## Job
Copy the records below word for word, leaving out the pictures.

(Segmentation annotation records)

★ ★ ★ ★ ★

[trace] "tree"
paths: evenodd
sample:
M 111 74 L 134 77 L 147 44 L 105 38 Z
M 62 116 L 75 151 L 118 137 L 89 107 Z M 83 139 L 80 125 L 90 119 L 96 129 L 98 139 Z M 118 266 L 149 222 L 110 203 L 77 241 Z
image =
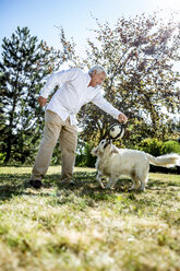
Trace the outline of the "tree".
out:
M 180 23 L 164 23 L 156 13 L 120 17 L 115 27 L 96 22 L 95 42 L 87 39 L 80 67 L 97 63 L 107 70 L 105 97 L 129 117 L 125 142 L 130 133 L 133 144 L 146 137 L 166 139 L 173 132 L 168 113 L 180 110 L 180 74 L 172 69 L 180 60 Z M 98 141 L 115 122 L 93 105 L 83 107 L 79 121 L 83 139 Z
M 2 40 L 0 62 L 1 116 L 5 117 L 0 132 L 4 163 L 10 158 L 22 163 L 35 153 L 43 129 L 43 109 L 37 95 L 45 76 L 56 70 L 58 52 L 43 40 L 31 36 L 27 27 L 17 27 L 11 38 Z

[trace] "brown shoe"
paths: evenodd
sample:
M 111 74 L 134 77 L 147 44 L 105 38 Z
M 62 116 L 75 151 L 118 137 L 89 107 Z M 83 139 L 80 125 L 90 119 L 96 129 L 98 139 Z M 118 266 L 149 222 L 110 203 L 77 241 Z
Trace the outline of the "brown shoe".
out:
M 35 189 L 39 189 L 41 188 L 43 184 L 40 179 L 31 179 L 28 182 L 32 187 L 34 187 Z
M 73 179 L 63 179 L 63 180 L 61 180 L 60 184 L 61 185 L 71 185 L 71 186 L 75 185 Z

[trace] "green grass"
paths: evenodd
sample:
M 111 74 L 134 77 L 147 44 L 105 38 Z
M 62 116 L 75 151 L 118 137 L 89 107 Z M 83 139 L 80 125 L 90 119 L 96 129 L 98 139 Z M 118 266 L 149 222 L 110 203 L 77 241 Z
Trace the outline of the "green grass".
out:
M 50 167 L 45 188 L 27 188 L 31 167 L 0 167 L 0 270 L 180 270 L 180 176 L 149 174 L 145 192 L 98 188 L 75 168 L 75 187 Z M 58 196 L 57 196 L 58 195 Z

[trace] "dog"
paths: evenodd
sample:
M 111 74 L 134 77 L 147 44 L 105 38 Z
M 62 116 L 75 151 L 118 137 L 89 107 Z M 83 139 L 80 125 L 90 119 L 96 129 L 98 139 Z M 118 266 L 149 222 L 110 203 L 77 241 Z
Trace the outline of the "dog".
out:
M 97 181 L 101 188 L 103 179 L 108 179 L 106 188 L 112 189 L 120 175 L 128 175 L 132 178 L 133 185 L 129 190 L 145 190 L 148 181 L 149 164 L 156 166 L 173 167 L 180 165 L 180 155 L 170 153 L 155 157 L 148 153 L 130 149 L 118 149 L 111 140 L 101 140 L 99 145 L 92 150 L 97 156 L 96 169 Z

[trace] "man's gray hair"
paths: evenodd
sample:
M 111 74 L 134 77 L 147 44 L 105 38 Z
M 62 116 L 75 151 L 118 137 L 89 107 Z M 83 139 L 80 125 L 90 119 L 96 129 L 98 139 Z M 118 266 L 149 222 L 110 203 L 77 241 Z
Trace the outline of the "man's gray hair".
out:
M 104 67 L 101 67 L 100 64 L 95 64 L 95 66 L 93 66 L 93 67 L 89 69 L 88 73 L 92 74 L 93 71 L 97 71 L 97 73 L 105 72 L 105 74 L 106 74 L 106 70 L 105 70 Z

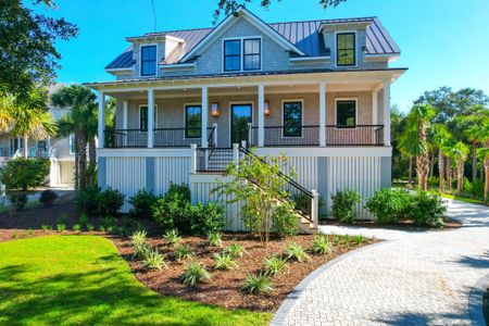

★ ★ ★ ★ ★

## Output of the task
[trace] "tree"
paths: evenodd
sample:
M 111 74 L 134 77 L 147 44 L 105 38 Z
M 62 116 L 75 151 L 118 137 L 89 107 Z M 83 139 L 80 125 L 90 119 L 96 129 L 98 139 Z M 118 266 L 149 222 L 110 203 L 77 241 Z
image =
Trace the outline of the "tree".
out:
M 180 23 L 164 23 L 156 13 L 120 17 L 115 27 L 96 22 L 95 42 L 87 39 L 80 67 L 97 63 L 107 70 L 105 97 L 129 117 L 125 142 L 130 133 L 133 144 L 146 137 L 166 139 L 173 132 L 168 113 L 180 110 L 180 74 L 172 69 L 180 60 Z M 98 141 L 115 122 L 93 105 L 83 107 L 79 121 L 83 139 Z
M 2 40 L 0 62 L 1 116 L 5 117 L 0 132 L 4 163 L 10 158 L 22 163 L 35 153 L 43 129 L 43 109 L 37 95 L 45 76 L 56 70 L 58 52 L 43 40 L 31 36 L 27 27 L 17 27 L 11 38 Z

[trace] "brown shoe"
paths: evenodd
sample:
M 111 74 L 134 77 L 147 44 L 105 38 Z
M 62 116 L 75 151 L 118 137 L 89 107 Z M 83 139 L 80 125 L 90 119 L 96 129 L 98 139 Z M 118 266 L 149 222 L 110 203 L 77 241 Z
Trace the outline of the "brown shoe".
out:
M 35 189 L 39 189 L 41 188 L 43 184 L 40 179 L 31 179 L 28 182 L 32 187 L 34 187 Z
M 73 179 L 63 179 L 63 180 L 61 180 L 60 184 L 61 185 L 71 185 L 71 186 L 75 185 Z

[trace] "green grass"
paths: evenodd
sample:
M 111 74 L 134 77 L 147 44 L 105 38 Z
M 62 116 L 75 151 L 118 137 L 89 107 Z M 83 139 L 80 125 L 90 119 L 96 129 L 98 139 Z M 118 266 L 149 222 L 110 203 L 77 241 Z
Trace the outline of the "green grass".
out:
M 50 167 L 45 188 L 27 188 L 31 167 L 0 167 L 0 270 L 180 270 L 180 176 L 149 174 L 145 192 L 98 188 L 75 168 L 75 187 Z M 58 196 L 57 196 L 58 195 Z

[trace] "dog"
paths: evenodd
sample:
M 111 74 L 134 77 L 147 44 L 105 38 Z
M 62 116 L 75 151 L 118 137 L 89 107 Z M 83 139 L 80 125 L 90 119 L 96 129 L 98 139 Z M 118 266 L 149 222 L 110 203 L 77 241 Z
Trace the outline of the "dog".
out:
M 97 181 L 101 188 L 103 179 L 108 179 L 106 188 L 112 189 L 120 175 L 128 175 L 132 178 L 133 185 L 129 190 L 145 190 L 148 181 L 149 164 L 156 166 L 173 167 L 180 165 L 180 155 L 170 153 L 155 157 L 148 153 L 130 149 L 118 149 L 111 140 L 101 140 L 99 145 L 92 150 L 97 156 L 96 169 Z

[trace] "man's gray hair"
paths: evenodd
sample:
M 111 74 L 134 77 L 147 44 L 105 38 Z
M 62 116 L 75 151 L 118 137 L 89 107 Z M 83 139 L 80 125 L 90 119 L 96 129 L 98 139 Z M 118 266 L 149 222 L 110 203 L 77 241 Z
Trace the outline of the "man's gray hair".
out:
M 104 67 L 101 67 L 100 64 L 95 64 L 95 66 L 93 66 L 93 67 L 89 69 L 88 73 L 92 74 L 93 71 L 97 71 L 97 73 L 105 72 L 105 74 L 106 74 L 106 70 L 105 70 Z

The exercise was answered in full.